### WORK REQUIRED
Quote the whole listing word for word, please.

### RECORD EXCERPTS
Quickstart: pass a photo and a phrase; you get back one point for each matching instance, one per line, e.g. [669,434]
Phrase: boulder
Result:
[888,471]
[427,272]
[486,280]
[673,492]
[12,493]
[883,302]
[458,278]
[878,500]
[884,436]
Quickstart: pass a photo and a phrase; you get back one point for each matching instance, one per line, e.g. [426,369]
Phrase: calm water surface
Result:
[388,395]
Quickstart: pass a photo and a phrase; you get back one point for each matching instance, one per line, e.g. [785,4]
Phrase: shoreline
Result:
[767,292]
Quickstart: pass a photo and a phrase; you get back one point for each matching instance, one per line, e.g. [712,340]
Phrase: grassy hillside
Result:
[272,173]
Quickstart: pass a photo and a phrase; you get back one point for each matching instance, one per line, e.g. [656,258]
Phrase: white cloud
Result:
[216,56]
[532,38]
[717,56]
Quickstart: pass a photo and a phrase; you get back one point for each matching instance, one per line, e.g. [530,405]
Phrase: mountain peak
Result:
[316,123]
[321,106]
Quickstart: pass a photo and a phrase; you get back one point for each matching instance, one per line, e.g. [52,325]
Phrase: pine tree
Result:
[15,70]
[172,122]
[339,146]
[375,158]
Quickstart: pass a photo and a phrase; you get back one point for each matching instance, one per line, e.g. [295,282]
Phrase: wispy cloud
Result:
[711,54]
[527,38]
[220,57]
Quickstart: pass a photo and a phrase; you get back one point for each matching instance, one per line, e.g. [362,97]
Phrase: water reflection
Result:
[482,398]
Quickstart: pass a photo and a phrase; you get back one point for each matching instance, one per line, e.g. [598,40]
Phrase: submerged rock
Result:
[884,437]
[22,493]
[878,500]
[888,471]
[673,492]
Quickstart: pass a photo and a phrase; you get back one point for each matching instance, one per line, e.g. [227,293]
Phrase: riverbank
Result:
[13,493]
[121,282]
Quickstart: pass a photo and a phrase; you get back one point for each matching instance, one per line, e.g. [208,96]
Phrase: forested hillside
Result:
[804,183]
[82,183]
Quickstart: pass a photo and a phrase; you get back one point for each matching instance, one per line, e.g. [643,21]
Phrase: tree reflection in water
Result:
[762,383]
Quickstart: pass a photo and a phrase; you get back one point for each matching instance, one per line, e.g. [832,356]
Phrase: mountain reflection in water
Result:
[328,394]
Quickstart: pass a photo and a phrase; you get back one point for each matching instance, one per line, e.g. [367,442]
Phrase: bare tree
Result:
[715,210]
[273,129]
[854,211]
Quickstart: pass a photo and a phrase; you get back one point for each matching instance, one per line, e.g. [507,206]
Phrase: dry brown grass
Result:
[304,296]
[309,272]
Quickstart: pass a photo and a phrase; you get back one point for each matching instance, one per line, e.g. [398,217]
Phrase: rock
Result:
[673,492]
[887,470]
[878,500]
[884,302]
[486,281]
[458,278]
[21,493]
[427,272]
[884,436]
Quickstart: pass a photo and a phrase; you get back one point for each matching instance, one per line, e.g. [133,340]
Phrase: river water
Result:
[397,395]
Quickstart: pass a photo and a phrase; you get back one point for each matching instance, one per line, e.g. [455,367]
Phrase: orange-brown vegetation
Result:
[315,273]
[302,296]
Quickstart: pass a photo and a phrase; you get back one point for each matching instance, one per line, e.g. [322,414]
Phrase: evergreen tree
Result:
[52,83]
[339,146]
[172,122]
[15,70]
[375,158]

### RIGHT ANSWER
Quickstart: pass a photo and a phrase; you get back one point for each matching instance, one per line, e.g. [669,434]
Phrase: boulder
Result:
[888,471]
[427,272]
[486,280]
[673,492]
[12,493]
[883,302]
[458,278]
[878,500]
[884,436]
Quickstart: pass a photo and a phrase; you get back one point for each matching instance, one per line, e.g. [426,369]
Phrase: calm water surface
Result:
[388,395]
Quickstart: pass a photo and a phrase; you get back one point for each matching instance, one per line, e.g. [785,4]
Phrase: shoreline
Result:
[767,292]
Quickstart: pass a photo and a phrase; you get back one point for each matching instance, one per line, e.g. [712,340]
Phrase: grassy hillside
Result:
[272,173]
Quickstart: pass a photo and a phrase; you get back one point for each matching instance, one per line, e.g. [656,258]
Phrase: white cloud
Result:
[216,56]
[532,38]
[717,56]
Quickstart: pass a photo and a phrase; you get back one point for each matching instance, one per line, e.g. [530,405]
Phrase: mountain peak
Result:
[316,123]
[321,106]
Quickstart: pass a photo and a phrase; you get back one point for each matching instance, one per line, e.g. [52,325]
Phrase: pine tree
Result:
[15,70]
[172,122]
[339,146]
[375,158]
Quickstart: pass a photo and a phrase; you get back one point for each matching instance, one per line, e.g. [295,282]
Phrase: wispy cloud
Result:
[711,54]
[527,38]
[220,57]
Quickstart: pass a photo and a phrase; you get back one point for each matching instance, one per line, e.g. [362,97]
Phrase: water reflection
Result:
[482,398]
Quickstart: pass a photo and a phrase; you get back one point for each matching instance, one per line, e.g. [598,40]
Phrase: submerged rock
Result:
[884,437]
[22,493]
[878,500]
[888,471]
[673,492]
Quickstart: pass a photo and a phrase; you get back one point for each matching instance, one per line, e.g. [227,293]
Phrase: riverbank
Result:
[13,493]
[121,282]
Quickstart: pass a photo and a phrase; you get back one point for each matching instance, one per line, e.g. [208,96]
Phrase: forested hillside
Result:
[804,183]
[82,183]
Quickstart: pass a photo and a phrase; you get back one point for each matching instance, one per line, e.g. [643,21]
Phrase: tree reflection in water
Result:
[762,383]
Quickstart: pass a photo and a phrase; you get back one point for each matching instance, one per line, e.g. [832,356]
Phrase: mountain reflection in water
Result:
[328,394]
Quickstart: pass a photo and a phrase; you get back one point for each matching instance, one per line, e.g. [367,442]
Phrase: bare tree
Result:
[715,210]
[273,129]
[854,211]
Quickstart: pass a photo and a phrase; you get back one point for each matching instance, one per line, e.g. [507,206]
Phrase: dry brown grass
Result:
[304,296]
[309,272]
Quickstart: pass a photo and a phrase; you get back one point for each matching instance, one per line, e.g. [398,217]
Phrase: rock
Result:
[673,492]
[887,470]
[878,500]
[884,302]
[486,281]
[458,278]
[21,493]
[427,272]
[884,436]
Quickstart: pass a photo and a phrase; you get back one point for each matching instance, one per line, e.g. [133,340]
Phrase: river water
Result:
[397,395]
Quickstart: pass a photo and a phrase; you get back one point for each matching instance, one per line, e.g. [455,367]
Phrase: orange-brown vegetation
Result:
[315,273]
[302,296]
Quickstart: pass a photo and a phrase; you get back one point for each matching instance, one per line, e.g. [322,414]
Phrase: evergreen tree
Result:
[52,83]
[339,146]
[172,122]
[15,70]
[375,158]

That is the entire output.